- Pagina -
%%
Rechtbank Utrecht


kantonrechters oordelen in ABN AMRO zaken

9 oktober - ABN AMRO en tien van haar (voormalige) topmanagers hebben gezamenlijk aan drie kantonrechters in Utrecht verzocht een antwoord te geven op de vraag welke vergoeding ABN AMRO aan hen moet betalen nu de arbeidsovereenkomsten, op één na, medio 2009 zijn beëindigd.

Daarnaast is de vraag gesteld op welke wijze door ABN AMRO de nog aan de managers verschuldigde bonussen moeten worden betaald en, in enkele gevallen, of er ook een bonus verschuldigd is voor de tweede helft van 2009, toen de managers niet meer in dienst waren

Tot 1 januari 2009 betaalde ABN AMRO aan managers, die wegens reorganisatie moesten vertrekken een vergoeding die gebaseerd was op de zogenaamde kantonrechtersformule (A=aantal gewogen dienstjaren x B= beloning x C= correctiefactor) zoals die gold tot 1 januari 2009, waarbij de correctiefactor was bepaald op 1,4.

Vanaf deze datum hanteert ABN AMRO een nieuwe regeling, waarbij vertrekkende managers een beëindigingsvergoeding krijgen op basis van de nieuwe kantonrechtersformule. In deze nieuwe formule tellen de dienstjaren (A) minder zwaar dan voorheen. ABN AMRO gaat daarnaast uit van een correctiefactor C=1.
%%
- Wat wordt gevraagd -
Neem het bovenstaande bericht over de ABN AMRO-zaken bij de kantonrechters in zijn geheel letterlijk over.

- Gegevensitems -
%%
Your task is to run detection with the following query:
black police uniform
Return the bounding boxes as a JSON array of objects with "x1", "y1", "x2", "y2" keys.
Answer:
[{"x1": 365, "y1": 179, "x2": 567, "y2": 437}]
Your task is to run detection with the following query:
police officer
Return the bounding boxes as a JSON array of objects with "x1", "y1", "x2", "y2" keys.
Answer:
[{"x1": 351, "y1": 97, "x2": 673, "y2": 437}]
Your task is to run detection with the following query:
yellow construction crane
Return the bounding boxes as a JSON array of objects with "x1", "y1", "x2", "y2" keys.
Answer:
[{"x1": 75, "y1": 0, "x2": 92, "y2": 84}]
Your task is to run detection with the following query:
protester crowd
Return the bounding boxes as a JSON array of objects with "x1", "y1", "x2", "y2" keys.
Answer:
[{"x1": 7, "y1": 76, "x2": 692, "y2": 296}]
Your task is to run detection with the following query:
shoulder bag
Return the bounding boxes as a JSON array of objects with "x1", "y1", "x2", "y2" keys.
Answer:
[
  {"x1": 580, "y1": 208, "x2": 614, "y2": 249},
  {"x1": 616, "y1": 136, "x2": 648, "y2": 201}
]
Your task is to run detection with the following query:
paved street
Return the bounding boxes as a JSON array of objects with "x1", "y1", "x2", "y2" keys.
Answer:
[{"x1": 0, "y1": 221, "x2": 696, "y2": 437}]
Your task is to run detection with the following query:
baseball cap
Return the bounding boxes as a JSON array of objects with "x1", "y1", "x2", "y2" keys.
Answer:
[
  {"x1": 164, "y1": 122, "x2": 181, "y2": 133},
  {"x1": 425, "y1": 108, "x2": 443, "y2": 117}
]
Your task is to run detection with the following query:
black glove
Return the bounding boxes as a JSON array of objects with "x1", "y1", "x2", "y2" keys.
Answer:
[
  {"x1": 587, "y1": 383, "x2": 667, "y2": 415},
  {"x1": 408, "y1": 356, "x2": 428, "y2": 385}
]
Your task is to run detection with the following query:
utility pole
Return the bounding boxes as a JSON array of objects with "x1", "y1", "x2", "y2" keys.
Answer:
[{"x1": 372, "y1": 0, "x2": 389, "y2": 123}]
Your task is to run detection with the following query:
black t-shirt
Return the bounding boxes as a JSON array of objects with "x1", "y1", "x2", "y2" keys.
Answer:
%%
- Antwoord bij opdracht -
Rechtbank Utrecht


kantonrechters oordelen in ABN AMRO zaken

9 oktober - ABN AMRO en tien van haar (voormalige) topmanagers hebben gezamenlijk aan drie kantonrechters in Utrecht verzocht een antwoord te geven op de vraag welke vergoeding ABN AMRO aan hen moet betalen nu de arbeidsovereenkomsten, op één na, medio 2009 zijn beëindigd.

Daarnaast is de vraag gesteld op welke wijze door ABN AMRO de nog aan de managers verschuldigde bonussen moeten worden betaald en, in enkele gevallen, of er ook een bonus verschuldigd is voor de tweede helft van 2009, toen de managers niet meer in dienst waren

Tot 1 januari 2009 betaalde ABN AMRO aan managers, die wegens reorganisatie moesten vertrekken een vergoeding die gebaseerd was op de zogenaamde kantonrechtersformule (A=aantal gewogen dienstjaren x B= beloning x C= correctiefactor) zoals die gold tot 1 januari 2009, waarbij de correctiefactor was bepaald op 1,4.

Vanaf deze datum hanteert ABN AMRO een nieuwe regeling, waarbij vertrekkende managers een beëindigingsvergoeding krijgen op basis van de nieuwe kantonrechtersformule. In deze nieuwe formule tellen de dienstjaren (A) minder zwaar dan voorheen. ABN AMRO gaat daarnaast uit van een correctiefactor C=1.